[[ Dataset entries open ]]
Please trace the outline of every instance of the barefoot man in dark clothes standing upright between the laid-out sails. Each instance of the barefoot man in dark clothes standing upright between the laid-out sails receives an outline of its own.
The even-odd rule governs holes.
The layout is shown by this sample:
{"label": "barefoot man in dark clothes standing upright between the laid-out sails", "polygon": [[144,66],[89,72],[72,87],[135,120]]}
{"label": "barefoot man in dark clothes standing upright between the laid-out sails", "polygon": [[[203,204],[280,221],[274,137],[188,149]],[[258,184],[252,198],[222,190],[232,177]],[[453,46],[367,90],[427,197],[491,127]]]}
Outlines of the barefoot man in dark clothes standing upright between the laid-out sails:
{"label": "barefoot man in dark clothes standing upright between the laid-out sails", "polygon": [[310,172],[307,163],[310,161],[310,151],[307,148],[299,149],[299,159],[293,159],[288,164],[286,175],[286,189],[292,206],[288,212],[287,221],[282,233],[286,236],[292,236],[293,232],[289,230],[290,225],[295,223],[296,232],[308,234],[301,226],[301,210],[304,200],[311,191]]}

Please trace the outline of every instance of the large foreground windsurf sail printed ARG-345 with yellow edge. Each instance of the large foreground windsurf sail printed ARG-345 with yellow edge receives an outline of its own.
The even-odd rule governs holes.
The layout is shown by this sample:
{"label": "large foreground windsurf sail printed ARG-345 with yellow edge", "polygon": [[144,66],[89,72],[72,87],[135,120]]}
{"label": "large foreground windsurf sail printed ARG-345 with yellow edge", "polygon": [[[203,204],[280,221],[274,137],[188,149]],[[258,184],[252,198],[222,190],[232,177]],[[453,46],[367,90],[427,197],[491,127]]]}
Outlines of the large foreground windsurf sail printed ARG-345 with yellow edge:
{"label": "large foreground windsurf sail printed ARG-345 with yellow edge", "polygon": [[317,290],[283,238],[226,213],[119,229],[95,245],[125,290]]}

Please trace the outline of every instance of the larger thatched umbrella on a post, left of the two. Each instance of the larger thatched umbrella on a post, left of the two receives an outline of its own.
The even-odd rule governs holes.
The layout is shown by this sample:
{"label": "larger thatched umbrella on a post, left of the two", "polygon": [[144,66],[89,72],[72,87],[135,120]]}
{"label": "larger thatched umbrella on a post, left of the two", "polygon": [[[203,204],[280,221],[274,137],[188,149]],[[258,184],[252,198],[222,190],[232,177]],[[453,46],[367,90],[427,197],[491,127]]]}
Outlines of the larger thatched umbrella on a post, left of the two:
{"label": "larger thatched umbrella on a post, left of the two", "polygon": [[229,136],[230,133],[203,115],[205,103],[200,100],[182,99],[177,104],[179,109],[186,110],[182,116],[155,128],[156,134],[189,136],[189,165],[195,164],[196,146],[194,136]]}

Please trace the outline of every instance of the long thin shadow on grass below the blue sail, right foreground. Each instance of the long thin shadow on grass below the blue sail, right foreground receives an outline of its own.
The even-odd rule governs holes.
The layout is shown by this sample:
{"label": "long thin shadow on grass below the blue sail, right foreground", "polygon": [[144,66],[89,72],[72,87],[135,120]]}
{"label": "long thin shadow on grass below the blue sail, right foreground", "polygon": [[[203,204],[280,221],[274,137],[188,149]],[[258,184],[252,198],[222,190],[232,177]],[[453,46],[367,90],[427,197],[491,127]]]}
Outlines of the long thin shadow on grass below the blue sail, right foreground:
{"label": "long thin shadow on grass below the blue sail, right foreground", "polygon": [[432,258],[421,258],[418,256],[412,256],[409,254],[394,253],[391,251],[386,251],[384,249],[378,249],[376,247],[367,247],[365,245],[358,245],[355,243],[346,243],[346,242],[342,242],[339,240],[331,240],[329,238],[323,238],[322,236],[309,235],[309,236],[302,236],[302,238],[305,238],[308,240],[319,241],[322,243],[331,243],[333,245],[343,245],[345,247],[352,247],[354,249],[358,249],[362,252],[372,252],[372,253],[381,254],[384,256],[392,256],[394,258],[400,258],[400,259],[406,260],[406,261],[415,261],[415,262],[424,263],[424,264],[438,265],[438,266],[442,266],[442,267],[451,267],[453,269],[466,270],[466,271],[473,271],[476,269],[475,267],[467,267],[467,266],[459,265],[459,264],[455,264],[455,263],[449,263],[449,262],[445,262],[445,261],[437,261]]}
[[ Dataset entries closed ]]
Exercise goal
The full set of entries above needs to be restated word for word.

Answer to the problem
Please trace the outline of every instance of the barefoot man in dark clothes standing upright between the laid-out sails. Each instance of the barefoot man in dark clothes standing upright between the laid-out sails receives an outline of its own.
The even-odd rule governs holes.
The layout is shown by this sample:
{"label": "barefoot man in dark clothes standing upright between the laid-out sails", "polygon": [[144,66],[89,72],[72,87],[135,120]]}
{"label": "barefoot man in dark clothes standing upright between the laid-out sails", "polygon": [[[203,204],[280,221],[274,137],[188,149]],[[258,184],[252,198],[222,190],[232,177]],[[453,46],[367,90],[427,197],[491,127]]]}
Outlines of the barefoot man in dark clothes standing upright between the laid-out sails:
{"label": "barefoot man in dark clothes standing upright between the laid-out sails", "polygon": [[310,172],[307,163],[310,161],[310,151],[307,148],[299,149],[299,159],[293,159],[288,164],[286,175],[286,189],[292,206],[288,212],[287,221],[282,233],[286,236],[292,236],[293,232],[289,230],[290,225],[295,223],[296,232],[308,234],[301,226],[301,210],[304,200],[311,191]]}

Please trace the outline of every instance of the large foreground windsurf sail printed ARG-345 with yellow edge. Each instance of the large foreground windsurf sail printed ARG-345 with yellow edge receives an outline of its own.
The even-odd rule governs holes.
The layout is shown by this sample:
{"label": "large foreground windsurf sail printed ARG-345 with yellow edge", "polygon": [[144,66],[89,72],[72,87],[135,120]]}
{"label": "large foreground windsurf sail printed ARG-345 with yellow edge", "polygon": [[[203,204],[280,221],[274,137],[188,149]],[[258,184],[252,198],[222,190],[232,177]],[[453,46],[367,90],[427,197],[491,127]]]}
Outlines of the large foreground windsurf sail printed ARG-345 with yellow edge:
{"label": "large foreground windsurf sail printed ARG-345 with yellow edge", "polygon": [[317,290],[283,238],[226,213],[119,229],[95,245],[125,290]]}

Please trace the outline of every instance of the larger thatched umbrella on a post, left of the two. Each instance of the larger thatched umbrella on a post, left of the two receives an outline of its own.
The even-odd rule governs holes.
The layout is shown by this sample:
{"label": "larger thatched umbrella on a post, left of the two", "polygon": [[144,66],[89,72],[72,87],[135,120]]}
{"label": "larger thatched umbrella on a post, left of the two", "polygon": [[[203,204],[280,221],[274,137],[188,149]],[[258,184],[252,198],[222,190],[232,177]],[[453,46],[367,90],[427,197],[491,127]]]}
Outlines of the larger thatched umbrella on a post, left of the two:
{"label": "larger thatched umbrella on a post, left of the two", "polygon": [[229,136],[230,133],[203,115],[205,103],[200,100],[182,99],[177,104],[179,109],[186,110],[182,116],[155,128],[156,134],[189,136],[189,165],[195,164],[196,146],[194,136]]}

Please trace the outline of every instance of the long thin shadow on grass below the blue sail, right foreground. Each instance of the long thin shadow on grass below the blue sail, right foreground receives an outline of its own.
The even-odd rule governs holes.
The layout is shown by this sample:
{"label": "long thin shadow on grass below the blue sail, right foreground", "polygon": [[144,66],[89,72],[72,87],[135,120]]}
{"label": "long thin shadow on grass below the blue sail, right foreground", "polygon": [[[203,204],[280,221],[274,137],[188,149]],[[258,184],[252,198],[222,190],[232,177]],[[453,46],[367,90],[427,197],[491,127]]]}
Outlines of the long thin shadow on grass below the blue sail, right foreground:
{"label": "long thin shadow on grass below the blue sail, right foreground", "polygon": [[432,258],[421,258],[418,256],[412,256],[409,254],[394,253],[391,251],[386,251],[384,249],[378,249],[376,247],[367,247],[365,245],[358,245],[355,243],[346,243],[346,242],[342,242],[339,240],[331,240],[329,238],[323,238],[322,236],[309,235],[309,236],[302,236],[302,238],[305,238],[308,240],[319,241],[322,243],[331,243],[333,245],[343,245],[345,247],[352,247],[354,249],[358,249],[362,252],[372,252],[372,253],[381,254],[384,256],[392,256],[394,258],[400,258],[400,259],[406,260],[406,261],[415,261],[415,262],[424,263],[424,264],[438,265],[438,266],[442,266],[442,267],[451,267],[453,269],[466,270],[466,271],[473,271],[476,269],[475,267],[467,267],[467,266],[459,265],[459,264],[455,264],[455,263],[449,263],[449,262],[445,262],[445,261],[437,261]]}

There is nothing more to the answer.